=== Goal of the exercise ===
Reproduce every record below, character by character.
**** Dataset extract
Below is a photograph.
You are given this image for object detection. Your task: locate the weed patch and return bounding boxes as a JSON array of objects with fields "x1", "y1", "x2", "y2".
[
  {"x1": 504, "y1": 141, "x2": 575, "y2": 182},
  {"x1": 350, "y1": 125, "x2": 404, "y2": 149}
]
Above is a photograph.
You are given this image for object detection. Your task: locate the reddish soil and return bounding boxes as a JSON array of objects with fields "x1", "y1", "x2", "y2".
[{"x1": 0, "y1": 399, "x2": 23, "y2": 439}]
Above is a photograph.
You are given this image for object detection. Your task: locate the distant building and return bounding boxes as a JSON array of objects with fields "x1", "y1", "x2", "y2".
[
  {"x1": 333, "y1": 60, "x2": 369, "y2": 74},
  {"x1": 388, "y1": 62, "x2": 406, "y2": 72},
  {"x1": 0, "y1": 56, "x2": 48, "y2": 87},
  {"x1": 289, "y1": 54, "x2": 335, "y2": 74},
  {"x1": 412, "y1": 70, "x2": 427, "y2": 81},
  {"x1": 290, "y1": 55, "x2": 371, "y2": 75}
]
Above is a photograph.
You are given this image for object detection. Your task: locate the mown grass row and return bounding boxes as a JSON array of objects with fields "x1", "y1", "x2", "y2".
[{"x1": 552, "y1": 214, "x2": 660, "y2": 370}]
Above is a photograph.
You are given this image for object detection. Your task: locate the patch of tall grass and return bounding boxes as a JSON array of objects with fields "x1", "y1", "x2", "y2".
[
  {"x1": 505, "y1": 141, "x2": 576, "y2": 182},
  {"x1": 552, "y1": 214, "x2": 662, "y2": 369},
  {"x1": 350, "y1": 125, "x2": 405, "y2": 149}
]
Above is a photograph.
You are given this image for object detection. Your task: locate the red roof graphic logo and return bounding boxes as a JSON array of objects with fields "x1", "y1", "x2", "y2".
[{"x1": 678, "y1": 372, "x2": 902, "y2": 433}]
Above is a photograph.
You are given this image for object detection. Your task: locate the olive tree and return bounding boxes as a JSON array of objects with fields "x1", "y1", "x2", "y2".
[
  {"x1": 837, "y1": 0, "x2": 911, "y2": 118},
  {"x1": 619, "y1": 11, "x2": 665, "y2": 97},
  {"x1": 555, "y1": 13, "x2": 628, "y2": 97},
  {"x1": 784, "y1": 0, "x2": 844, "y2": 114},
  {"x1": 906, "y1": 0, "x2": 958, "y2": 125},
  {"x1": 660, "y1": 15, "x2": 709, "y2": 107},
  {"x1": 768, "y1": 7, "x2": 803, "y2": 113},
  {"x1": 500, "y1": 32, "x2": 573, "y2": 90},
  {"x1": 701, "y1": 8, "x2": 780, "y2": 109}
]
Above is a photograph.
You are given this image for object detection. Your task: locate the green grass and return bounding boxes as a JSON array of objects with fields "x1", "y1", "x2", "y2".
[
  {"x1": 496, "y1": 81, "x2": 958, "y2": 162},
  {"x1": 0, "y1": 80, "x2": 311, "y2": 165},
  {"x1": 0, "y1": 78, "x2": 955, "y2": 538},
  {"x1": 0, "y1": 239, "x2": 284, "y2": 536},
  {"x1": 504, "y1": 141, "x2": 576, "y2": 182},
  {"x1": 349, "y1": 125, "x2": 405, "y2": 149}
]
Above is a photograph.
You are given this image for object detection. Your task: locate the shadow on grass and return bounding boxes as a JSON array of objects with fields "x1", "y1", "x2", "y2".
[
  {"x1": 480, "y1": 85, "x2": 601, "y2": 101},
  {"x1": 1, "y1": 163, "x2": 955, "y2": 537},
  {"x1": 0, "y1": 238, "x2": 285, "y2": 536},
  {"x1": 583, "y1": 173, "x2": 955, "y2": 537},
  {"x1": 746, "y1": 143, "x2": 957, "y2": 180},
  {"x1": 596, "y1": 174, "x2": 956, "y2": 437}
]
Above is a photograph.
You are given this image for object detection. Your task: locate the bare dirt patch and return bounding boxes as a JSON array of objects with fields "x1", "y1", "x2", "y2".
********
=== Answer to this exercise ===
Below is a photograph.
You are given this image for object detection. Your task: locate the weed patch and return bounding boxes as a JSON array of objects with fields "x1", "y1", "x2", "y2".
[
  {"x1": 504, "y1": 141, "x2": 575, "y2": 182},
  {"x1": 350, "y1": 125, "x2": 404, "y2": 149}
]
Above is a photograph.
You are given this image for object detection. Your task: locate the reddish soil and return bounding boxes as a JSON array of objects with fields "x1", "y1", "x2", "y2".
[{"x1": 0, "y1": 399, "x2": 23, "y2": 439}]
Above is a photograph.
You are given this image for object detection. Your task: locate the distant building and return bounding boxes as a JSON array of objects with fields "x1", "y1", "x2", "y2".
[
  {"x1": 333, "y1": 60, "x2": 369, "y2": 74},
  {"x1": 388, "y1": 62, "x2": 406, "y2": 72},
  {"x1": 0, "y1": 56, "x2": 48, "y2": 87},
  {"x1": 289, "y1": 54, "x2": 335, "y2": 74},
  {"x1": 412, "y1": 70, "x2": 427, "y2": 81},
  {"x1": 290, "y1": 55, "x2": 371, "y2": 75}
]
Above is a photograph.
You are given this image for object detection. Your task: locate the mown grass row and return bounding boxes as a JSON array of objects with fields "x1", "y1", "x2", "y2".
[{"x1": 552, "y1": 214, "x2": 660, "y2": 370}]
Above is a photograph.
You are given this image for object detection. Your task: locate the patch of tall grass and return bounding boxes as a JSON array of objects with fields "x1", "y1", "x2", "y2".
[
  {"x1": 505, "y1": 141, "x2": 576, "y2": 182},
  {"x1": 552, "y1": 214, "x2": 662, "y2": 369},
  {"x1": 350, "y1": 125, "x2": 405, "y2": 149}
]
Above is a photograph.
You are given this image for object detection. Your task: locate the red roof graphic logo and return bounding boxes as a JSON array of objects with fields "x1", "y1", "x2", "y2".
[{"x1": 678, "y1": 372, "x2": 902, "y2": 433}]
Above is a photograph.
You are given this image for object detection. Your task: locate the olive tree and return bounding boxes as a JSON array of objects with fields "x1", "y1", "x2", "y2".
[
  {"x1": 837, "y1": 0, "x2": 911, "y2": 118},
  {"x1": 619, "y1": 11, "x2": 665, "y2": 97},
  {"x1": 555, "y1": 13, "x2": 628, "y2": 97},
  {"x1": 784, "y1": 0, "x2": 844, "y2": 114},
  {"x1": 906, "y1": 0, "x2": 958, "y2": 125},
  {"x1": 660, "y1": 15, "x2": 709, "y2": 107},
  {"x1": 768, "y1": 7, "x2": 803, "y2": 113},
  {"x1": 500, "y1": 32, "x2": 573, "y2": 90},
  {"x1": 701, "y1": 8, "x2": 780, "y2": 109}
]
Above is a photograph.
You are given this image for object detection. Your task: locate the green grass and return bounding boxes as a JSON array of objects with fields "x1", "y1", "x2", "y2".
[
  {"x1": 496, "y1": 81, "x2": 958, "y2": 162},
  {"x1": 0, "y1": 80, "x2": 311, "y2": 165},
  {"x1": 0, "y1": 78, "x2": 955, "y2": 538},
  {"x1": 0, "y1": 239, "x2": 284, "y2": 536},
  {"x1": 504, "y1": 141, "x2": 576, "y2": 182},
  {"x1": 349, "y1": 125, "x2": 405, "y2": 149}
]
Above is a photograph.
You are given this image for object detection. Your task: locate the shadow on grass and return bounding boxes as a JSON array of objects with fields "x1", "y1", "x2", "y2".
[
  {"x1": 480, "y1": 85, "x2": 601, "y2": 101},
  {"x1": 1, "y1": 163, "x2": 955, "y2": 537},
  {"x1": 0, "y1": 238, "x2": 285, "y2": 536},
  {"x1": 583, "y1": 173, "x2": 955, "y2": 537},
  {"x1": 746, "y1": 143, "x2": 957, "y2": 180},
  {"x1": 596, "y1": 174, "x2": 956, "y2": 437}
]
Above is a photograph.
You are given this image for object detection. Your task: locate the bare dirt patch and return bounding boxes as a JSON array of objects with fields "x1", "y1", "x2", "y2".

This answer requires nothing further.